◆ Aufgabe ◆
Wer trat laut dem Text über Nationalismus in der Zeitgeschichte am 22. Oktober 2022 das Amt der italienischen Ministerpräsidentin an?

◆ Vorliegender Text ◆
◆ ◆ ◆ ◆ ◆
Heft 886, März 2023

Nationalismus in der Zeitgeschichte

von Claudia C. Gatzka

Ich greife hier zahlreiche Überlegungen und Vorschläge auf, die aus Texten von und Gesprächen mit Dominik Rigoll stammen. Insbesondere: Dominik Rigoll /Yves Müller, Zeitgeschichte des Nationalismus. Für eine Historisierung von Nationalsozialismus und Rechtsradikalismus als politische Nationalismen. In: Archiv für Sozialgeschichte, Nr. 60, 2020.

Der 22. Oktober 2022 hätte ein hübscher Gedenktag weiblicher Emanzipation werden können. Mit Giorgia Meloni trat die erste Frau das Amt der italienischen Ministerpräsidentin an. Ihren Landsleuten galten Weiblichkeit und leadership, wie die Italiener das seit dem Tod des Duce nennen, die längste Zeit als inkommensurabel, weil die Art, wie hier Politik kommuniziert und ästhetisiert wird, männliche Gebärden begünstigt. Frauen kamen durchaus in staatstragende Positionen. Die kommunistische Spitzenpolitikerin Leonide »Nilde« Jotti machte seit 1979 als Parlamentspräsidentin vor, wie das ging.
◆ ◆ ◆ ◆ ◆
◆ Datenauszug ◆
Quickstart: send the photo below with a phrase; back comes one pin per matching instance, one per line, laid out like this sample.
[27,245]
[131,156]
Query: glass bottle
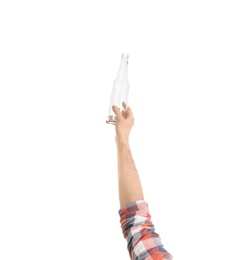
◆ ◆ ◆ ◆ ◆
◆ Lösung ◆
Giorgia Meloni trat das Amt als erste Frau an.